* Directive 1:
Answer these questions using the aluminum tracker text.
(a) About what share of global power consumption does the electricity needed for aluminum production account for?
(b) What is the approximate energy intensity of primary aluminum?
(c) By what percentage must aluminum cut its absolute emissions to reach net zero by 2050?
* Directive 2:
Summarize the aluminum tracker text in two sentences.

==== Text to read ====

Net-Zero Industry Tracker 2023 

Aluminium industry net-zero tracker

To reach net zero, the industry will need to increase use of clean power, improve the share of recycled aluminium and progress low-emission smelting and refining technologies.

Performance

Nearly 70% of the emissions from the aluminium production process arise due to electricity consumption during smelting.341 This electricity requirement accounts for around 4% of global power consumption, with up to 70% sourced from fossil fuels (predominantly coal) and the remaining 30% from renewables, primarily hydropower.342 Among the industrial sectors, it features one of the highest levels of renewable energy use for energy requirements. Process emissions during the smelting process contribute 13% to the emissions, while the use of fossil fuels for providing thermal energy across the value chain results in a further 13% of emissions.343

Both absolute emissions and emission intensity have remained stable over the past three years due to the smelting power mix remaining almost constant.

The energy intensity of primary aluminium is around 70 GJ/tonne, making it more energy-intensive than steel and cement on a per-tonne basis. Secondary aluminium production consumes just 5% of the energy required for primary production.344

Figure 51: Emissions intensity trajectory, net-zero vs BAU scenario

Path forward

Aluminium needs to reduce its absolute emissions by 80% to reach net zero by 2050.346 Achieving this reduction will involve switching to completely clean power sources for smelting – either renewables (solar, wind, hydro, nuclear, etc.) or through captive power plants retrofitted with CCUS.

==== Supplied entries ====

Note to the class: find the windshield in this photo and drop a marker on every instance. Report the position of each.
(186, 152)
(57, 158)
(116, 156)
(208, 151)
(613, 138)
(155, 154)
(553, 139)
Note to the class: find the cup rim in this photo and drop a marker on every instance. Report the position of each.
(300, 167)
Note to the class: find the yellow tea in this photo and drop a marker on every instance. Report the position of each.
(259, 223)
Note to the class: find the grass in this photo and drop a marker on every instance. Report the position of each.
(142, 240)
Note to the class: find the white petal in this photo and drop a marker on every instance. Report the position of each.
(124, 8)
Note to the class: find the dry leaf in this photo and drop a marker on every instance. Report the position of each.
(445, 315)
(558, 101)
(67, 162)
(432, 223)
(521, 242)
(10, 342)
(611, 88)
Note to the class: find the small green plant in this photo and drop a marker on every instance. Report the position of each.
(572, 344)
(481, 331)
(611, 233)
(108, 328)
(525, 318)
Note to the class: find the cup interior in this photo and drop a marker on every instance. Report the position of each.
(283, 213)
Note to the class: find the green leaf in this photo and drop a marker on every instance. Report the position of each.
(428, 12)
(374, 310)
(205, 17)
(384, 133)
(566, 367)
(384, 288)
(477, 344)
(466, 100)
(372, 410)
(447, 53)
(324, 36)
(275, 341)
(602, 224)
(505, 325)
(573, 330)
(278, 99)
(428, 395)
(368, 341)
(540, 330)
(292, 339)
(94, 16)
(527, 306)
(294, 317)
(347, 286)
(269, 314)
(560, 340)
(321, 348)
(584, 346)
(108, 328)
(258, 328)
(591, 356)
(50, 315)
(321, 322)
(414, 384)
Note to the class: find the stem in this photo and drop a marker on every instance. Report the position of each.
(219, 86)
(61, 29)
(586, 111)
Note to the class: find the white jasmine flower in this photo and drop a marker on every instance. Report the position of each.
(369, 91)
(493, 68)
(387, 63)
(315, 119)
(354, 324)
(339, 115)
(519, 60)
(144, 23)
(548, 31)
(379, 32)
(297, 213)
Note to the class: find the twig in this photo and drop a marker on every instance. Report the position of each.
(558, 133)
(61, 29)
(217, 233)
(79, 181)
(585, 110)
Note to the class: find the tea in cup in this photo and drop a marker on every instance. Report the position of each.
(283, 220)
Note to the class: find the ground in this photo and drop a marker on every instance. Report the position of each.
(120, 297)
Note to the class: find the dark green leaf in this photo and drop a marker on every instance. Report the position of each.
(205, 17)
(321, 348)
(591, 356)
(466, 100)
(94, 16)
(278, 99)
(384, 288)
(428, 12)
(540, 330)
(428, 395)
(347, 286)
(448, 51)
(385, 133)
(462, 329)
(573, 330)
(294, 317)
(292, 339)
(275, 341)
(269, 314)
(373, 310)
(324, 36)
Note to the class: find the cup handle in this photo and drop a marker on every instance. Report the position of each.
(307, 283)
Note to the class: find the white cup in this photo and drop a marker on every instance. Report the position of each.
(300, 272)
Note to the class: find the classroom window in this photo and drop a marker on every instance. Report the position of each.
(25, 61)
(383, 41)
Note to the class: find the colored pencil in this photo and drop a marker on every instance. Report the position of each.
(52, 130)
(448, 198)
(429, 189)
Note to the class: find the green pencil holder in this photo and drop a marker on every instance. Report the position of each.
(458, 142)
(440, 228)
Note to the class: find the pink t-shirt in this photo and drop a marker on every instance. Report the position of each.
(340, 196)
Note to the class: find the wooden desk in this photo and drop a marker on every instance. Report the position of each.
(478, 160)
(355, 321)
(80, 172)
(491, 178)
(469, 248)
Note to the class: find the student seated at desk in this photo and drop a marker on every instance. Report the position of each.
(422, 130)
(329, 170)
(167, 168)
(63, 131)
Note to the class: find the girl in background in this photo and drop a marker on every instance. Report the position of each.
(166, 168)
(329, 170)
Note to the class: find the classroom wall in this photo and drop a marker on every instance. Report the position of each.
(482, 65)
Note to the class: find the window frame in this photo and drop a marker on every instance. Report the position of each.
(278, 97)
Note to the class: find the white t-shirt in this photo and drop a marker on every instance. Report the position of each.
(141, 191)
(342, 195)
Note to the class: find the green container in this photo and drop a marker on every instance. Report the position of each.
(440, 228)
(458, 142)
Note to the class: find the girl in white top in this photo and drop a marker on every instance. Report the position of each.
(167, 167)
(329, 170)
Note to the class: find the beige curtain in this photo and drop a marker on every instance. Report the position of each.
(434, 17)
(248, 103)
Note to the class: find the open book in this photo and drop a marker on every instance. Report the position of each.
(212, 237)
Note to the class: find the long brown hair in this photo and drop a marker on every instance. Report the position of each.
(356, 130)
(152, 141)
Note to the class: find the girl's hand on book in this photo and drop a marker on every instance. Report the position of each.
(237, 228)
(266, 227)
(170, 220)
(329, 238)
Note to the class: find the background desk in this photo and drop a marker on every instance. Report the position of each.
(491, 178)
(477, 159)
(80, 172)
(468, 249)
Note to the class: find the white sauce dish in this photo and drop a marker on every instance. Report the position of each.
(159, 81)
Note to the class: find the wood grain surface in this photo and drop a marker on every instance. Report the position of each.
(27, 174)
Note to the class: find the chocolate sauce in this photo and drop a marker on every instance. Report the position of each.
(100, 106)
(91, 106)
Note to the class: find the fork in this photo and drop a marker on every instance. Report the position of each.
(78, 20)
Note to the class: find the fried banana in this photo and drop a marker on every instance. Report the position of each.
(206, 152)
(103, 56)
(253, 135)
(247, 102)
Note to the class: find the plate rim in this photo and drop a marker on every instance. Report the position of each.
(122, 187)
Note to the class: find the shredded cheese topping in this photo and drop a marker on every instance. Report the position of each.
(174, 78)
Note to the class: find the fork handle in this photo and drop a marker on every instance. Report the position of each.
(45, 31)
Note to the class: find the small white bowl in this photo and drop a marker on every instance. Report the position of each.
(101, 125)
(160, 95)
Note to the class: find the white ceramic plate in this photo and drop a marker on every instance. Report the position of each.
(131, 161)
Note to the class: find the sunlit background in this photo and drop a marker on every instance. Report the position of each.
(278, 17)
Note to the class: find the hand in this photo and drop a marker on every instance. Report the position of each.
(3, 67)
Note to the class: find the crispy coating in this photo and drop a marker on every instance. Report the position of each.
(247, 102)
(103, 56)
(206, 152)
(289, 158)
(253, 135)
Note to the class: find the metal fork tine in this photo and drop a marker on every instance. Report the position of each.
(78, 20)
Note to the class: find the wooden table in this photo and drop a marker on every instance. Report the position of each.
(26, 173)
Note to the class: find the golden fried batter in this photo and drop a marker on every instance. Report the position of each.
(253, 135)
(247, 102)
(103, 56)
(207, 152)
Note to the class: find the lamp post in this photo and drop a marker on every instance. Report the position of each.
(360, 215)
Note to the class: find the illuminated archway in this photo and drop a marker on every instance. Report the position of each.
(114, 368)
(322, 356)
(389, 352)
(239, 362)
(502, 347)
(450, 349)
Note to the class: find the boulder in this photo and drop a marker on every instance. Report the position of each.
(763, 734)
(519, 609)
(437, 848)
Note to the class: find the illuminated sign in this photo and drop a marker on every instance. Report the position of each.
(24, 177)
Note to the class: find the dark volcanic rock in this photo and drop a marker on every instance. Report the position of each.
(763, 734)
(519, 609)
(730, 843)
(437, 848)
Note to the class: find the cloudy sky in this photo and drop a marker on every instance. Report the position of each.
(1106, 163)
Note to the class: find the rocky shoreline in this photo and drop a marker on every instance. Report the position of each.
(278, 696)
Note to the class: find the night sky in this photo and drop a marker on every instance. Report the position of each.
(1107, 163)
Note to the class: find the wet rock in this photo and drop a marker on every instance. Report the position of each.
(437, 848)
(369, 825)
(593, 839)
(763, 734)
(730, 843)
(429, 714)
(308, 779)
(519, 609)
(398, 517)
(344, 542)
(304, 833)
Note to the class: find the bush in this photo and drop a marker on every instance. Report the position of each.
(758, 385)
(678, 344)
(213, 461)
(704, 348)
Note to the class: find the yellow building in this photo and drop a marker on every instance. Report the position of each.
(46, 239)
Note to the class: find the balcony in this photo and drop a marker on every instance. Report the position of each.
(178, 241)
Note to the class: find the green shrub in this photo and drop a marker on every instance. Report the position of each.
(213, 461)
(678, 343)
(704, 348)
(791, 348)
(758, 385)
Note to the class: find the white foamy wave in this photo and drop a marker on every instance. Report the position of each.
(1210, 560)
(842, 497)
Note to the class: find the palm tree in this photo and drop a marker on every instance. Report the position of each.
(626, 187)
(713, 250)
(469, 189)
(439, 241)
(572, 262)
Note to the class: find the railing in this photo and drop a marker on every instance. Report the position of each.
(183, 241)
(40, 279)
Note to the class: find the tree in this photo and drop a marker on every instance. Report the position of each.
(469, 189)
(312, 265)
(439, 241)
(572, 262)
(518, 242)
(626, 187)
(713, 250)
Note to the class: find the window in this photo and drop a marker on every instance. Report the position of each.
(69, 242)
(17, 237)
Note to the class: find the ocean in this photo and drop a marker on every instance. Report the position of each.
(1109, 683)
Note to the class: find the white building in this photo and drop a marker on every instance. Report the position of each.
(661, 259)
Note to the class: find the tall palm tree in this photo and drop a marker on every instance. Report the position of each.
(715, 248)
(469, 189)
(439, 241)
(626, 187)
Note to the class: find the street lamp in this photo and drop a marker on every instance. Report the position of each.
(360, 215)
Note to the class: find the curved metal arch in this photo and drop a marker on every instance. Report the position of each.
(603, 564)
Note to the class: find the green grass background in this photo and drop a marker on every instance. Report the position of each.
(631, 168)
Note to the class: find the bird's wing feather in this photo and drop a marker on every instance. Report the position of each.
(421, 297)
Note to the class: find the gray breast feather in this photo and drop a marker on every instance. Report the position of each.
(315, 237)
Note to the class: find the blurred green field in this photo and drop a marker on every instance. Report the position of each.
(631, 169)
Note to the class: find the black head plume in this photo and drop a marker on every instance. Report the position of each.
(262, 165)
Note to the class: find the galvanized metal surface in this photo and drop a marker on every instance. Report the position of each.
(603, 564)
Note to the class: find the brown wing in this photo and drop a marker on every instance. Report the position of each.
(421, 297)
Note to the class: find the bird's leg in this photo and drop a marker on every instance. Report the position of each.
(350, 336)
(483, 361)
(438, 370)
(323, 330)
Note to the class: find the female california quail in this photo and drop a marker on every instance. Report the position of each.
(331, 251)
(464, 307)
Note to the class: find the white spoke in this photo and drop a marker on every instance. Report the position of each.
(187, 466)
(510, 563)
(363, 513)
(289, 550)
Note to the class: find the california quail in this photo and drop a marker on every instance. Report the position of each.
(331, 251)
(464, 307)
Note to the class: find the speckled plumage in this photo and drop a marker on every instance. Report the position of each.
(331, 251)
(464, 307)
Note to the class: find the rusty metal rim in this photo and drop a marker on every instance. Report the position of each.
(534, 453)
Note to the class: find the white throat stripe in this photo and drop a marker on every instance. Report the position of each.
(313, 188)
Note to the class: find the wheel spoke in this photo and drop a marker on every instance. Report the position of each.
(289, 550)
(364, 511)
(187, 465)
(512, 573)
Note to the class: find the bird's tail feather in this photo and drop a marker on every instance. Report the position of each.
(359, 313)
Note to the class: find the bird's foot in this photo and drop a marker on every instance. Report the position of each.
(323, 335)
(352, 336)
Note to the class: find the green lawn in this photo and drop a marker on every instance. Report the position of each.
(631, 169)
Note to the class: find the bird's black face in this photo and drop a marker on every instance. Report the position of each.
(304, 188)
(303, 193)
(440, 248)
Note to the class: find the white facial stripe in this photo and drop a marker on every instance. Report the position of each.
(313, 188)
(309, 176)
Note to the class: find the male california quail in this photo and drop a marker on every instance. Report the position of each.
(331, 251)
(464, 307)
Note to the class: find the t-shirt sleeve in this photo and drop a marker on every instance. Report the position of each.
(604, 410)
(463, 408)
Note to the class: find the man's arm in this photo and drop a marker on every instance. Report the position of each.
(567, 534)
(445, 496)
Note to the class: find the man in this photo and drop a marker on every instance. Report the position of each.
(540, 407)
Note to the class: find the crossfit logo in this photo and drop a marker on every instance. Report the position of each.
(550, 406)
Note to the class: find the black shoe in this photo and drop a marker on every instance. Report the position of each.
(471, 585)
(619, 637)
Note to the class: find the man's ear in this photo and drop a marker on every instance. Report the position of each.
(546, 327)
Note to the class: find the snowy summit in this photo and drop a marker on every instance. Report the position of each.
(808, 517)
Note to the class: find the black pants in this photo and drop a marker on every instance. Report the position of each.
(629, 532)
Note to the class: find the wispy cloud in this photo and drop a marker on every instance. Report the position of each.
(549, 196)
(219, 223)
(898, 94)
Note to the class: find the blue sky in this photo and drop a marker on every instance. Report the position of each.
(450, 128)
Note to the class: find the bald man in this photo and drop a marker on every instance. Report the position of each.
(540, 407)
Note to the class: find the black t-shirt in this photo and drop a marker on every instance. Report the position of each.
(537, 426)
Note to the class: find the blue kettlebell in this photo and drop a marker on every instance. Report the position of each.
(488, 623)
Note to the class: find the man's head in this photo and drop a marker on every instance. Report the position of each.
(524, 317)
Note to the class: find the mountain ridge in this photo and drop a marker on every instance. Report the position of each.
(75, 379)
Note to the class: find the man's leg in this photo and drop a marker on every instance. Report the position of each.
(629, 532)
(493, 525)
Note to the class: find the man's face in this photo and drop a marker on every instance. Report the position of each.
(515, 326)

====

* Solution 1:
(a) Around 4%.
(b) Around 70 GJ/tonne.
(c) 80%.

* Solution 2:
Nearly 70% of the emissions from aluminum production come from electricity used in smelting, and both absolute emissions and emission intensity have stayed stable over the past three years because the smelting power mix has remained almost constant. To reach net zero by 2050, the industry must reduce its absolute emissions by 80%, which will involve switching smelting to completely clean power sources.